Copy exactly the lines from the "of the stone" line to the end, both included, and nothing else.

::: Records for processing

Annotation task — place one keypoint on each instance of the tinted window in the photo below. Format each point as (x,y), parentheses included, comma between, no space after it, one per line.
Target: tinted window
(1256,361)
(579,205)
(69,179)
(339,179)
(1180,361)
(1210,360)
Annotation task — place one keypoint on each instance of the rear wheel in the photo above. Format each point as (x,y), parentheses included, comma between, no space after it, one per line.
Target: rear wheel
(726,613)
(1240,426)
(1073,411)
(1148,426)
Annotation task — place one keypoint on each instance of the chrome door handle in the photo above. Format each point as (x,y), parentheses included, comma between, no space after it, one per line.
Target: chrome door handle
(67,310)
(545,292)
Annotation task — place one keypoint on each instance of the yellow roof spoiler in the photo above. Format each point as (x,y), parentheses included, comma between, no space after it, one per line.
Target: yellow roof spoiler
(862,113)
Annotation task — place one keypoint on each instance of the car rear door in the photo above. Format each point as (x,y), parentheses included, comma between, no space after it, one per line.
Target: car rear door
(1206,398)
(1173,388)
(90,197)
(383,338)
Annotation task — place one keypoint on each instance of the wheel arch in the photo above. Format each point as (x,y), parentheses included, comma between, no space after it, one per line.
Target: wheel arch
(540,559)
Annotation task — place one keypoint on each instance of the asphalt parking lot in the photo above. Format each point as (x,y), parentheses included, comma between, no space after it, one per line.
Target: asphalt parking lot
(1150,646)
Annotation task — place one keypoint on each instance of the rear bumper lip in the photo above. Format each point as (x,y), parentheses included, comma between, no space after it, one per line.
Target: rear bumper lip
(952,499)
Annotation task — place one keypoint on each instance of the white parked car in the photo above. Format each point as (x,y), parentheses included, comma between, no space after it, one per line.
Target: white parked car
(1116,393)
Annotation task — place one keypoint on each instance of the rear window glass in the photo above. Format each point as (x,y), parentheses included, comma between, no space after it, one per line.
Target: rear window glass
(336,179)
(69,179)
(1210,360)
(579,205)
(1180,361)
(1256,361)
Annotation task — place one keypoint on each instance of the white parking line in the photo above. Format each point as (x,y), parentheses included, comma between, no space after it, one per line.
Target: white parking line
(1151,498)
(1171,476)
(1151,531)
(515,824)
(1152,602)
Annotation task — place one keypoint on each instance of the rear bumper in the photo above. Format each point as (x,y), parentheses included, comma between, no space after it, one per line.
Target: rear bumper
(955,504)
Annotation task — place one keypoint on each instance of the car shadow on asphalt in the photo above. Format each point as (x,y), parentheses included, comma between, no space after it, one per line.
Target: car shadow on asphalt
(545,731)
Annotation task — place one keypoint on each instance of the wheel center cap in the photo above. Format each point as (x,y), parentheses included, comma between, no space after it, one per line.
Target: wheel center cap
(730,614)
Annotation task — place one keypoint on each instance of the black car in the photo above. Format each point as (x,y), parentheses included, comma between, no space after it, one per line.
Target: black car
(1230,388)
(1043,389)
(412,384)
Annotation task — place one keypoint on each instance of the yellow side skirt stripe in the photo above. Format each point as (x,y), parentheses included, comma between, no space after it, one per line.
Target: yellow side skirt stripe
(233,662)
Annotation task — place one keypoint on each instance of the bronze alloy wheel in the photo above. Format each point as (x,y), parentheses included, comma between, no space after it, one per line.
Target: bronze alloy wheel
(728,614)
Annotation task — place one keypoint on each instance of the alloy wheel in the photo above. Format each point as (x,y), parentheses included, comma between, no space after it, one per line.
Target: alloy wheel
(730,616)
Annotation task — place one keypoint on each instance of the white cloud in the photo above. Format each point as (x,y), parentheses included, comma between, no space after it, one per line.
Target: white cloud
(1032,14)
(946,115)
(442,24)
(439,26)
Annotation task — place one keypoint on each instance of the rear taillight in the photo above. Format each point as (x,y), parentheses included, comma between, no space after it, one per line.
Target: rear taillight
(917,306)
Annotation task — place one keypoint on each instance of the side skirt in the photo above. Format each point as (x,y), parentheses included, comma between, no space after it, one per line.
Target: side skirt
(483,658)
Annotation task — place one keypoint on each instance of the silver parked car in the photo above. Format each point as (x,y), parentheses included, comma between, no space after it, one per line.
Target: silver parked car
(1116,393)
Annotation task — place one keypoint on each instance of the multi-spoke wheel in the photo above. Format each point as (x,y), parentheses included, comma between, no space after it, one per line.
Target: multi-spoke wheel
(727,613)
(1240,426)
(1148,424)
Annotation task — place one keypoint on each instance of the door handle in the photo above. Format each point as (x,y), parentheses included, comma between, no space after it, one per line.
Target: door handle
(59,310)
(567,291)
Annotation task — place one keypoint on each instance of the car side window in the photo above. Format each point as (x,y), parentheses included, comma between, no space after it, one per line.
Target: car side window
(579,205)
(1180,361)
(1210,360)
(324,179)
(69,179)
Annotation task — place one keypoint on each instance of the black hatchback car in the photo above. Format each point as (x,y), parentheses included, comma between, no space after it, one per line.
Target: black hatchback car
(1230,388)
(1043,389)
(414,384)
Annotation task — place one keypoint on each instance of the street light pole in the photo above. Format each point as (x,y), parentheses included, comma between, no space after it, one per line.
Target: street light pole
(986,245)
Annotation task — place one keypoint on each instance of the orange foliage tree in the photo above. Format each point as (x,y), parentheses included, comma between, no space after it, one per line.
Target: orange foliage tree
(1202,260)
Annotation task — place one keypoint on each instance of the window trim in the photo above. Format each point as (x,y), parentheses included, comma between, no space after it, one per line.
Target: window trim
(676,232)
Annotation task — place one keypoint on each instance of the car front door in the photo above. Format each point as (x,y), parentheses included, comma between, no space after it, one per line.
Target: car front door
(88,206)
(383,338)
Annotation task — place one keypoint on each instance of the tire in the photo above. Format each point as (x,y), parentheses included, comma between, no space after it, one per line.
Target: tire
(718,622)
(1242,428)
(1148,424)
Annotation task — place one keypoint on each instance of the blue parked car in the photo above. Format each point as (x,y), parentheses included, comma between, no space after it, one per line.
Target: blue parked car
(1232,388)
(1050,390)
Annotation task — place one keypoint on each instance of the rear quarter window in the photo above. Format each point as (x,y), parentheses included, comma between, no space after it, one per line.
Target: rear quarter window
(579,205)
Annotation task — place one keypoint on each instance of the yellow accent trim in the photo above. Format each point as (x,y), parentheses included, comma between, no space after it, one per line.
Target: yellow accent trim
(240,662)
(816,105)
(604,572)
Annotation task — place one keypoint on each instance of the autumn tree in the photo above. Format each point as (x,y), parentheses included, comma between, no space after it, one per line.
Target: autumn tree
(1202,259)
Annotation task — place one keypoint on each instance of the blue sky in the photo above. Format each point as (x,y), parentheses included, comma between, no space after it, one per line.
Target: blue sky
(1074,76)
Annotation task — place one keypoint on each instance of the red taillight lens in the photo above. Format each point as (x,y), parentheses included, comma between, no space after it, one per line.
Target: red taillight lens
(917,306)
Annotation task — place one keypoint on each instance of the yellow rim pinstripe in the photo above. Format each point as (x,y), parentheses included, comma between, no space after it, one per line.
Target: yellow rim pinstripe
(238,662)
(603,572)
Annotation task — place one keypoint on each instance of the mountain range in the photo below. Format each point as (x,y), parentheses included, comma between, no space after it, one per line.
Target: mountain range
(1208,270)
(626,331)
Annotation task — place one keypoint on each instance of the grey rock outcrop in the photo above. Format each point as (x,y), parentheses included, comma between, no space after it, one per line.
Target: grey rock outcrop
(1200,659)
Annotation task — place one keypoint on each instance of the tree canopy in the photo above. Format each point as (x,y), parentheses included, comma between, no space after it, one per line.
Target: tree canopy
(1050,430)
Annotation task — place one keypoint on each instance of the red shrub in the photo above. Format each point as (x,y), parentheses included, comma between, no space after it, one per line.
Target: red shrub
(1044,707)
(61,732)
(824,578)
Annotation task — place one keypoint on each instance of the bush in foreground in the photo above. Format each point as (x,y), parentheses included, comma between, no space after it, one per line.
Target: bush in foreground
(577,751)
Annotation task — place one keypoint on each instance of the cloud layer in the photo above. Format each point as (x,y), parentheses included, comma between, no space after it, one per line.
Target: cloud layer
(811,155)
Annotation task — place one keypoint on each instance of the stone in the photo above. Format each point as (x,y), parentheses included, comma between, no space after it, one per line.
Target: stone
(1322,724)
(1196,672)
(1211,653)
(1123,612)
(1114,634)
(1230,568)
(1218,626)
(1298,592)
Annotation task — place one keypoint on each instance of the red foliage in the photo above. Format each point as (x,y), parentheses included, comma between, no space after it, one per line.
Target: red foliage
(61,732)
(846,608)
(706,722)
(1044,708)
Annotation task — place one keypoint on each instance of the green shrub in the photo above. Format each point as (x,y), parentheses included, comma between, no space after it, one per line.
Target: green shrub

::::::

Answer to this exercise ->
Annotation task — place one keypoint on each instance of the stone in the photo above. Format each point as (x,y), parentheses included, comma between, no space after it, one per line.
Target: stone
(1322,724)
(1196,672)
(1211,653)
(1123,612)
(1114,634)
(1230,568)
(1218,626)
(1298,592)
Annotation task — place one keypoint on each instance of the red foliage in the photo above. Format each point as (x,y), parentheses included, comma between, no space after it, one per line.
Target: red foliage
(61,732)
(846,608)
(706,722)
(1044,708)
Annotation task — place one keypoint on each instance of the green shrub in the photo above. Format each point as (x,y), parentheses included, comma between, no space after it, one per line.
Target: green shrub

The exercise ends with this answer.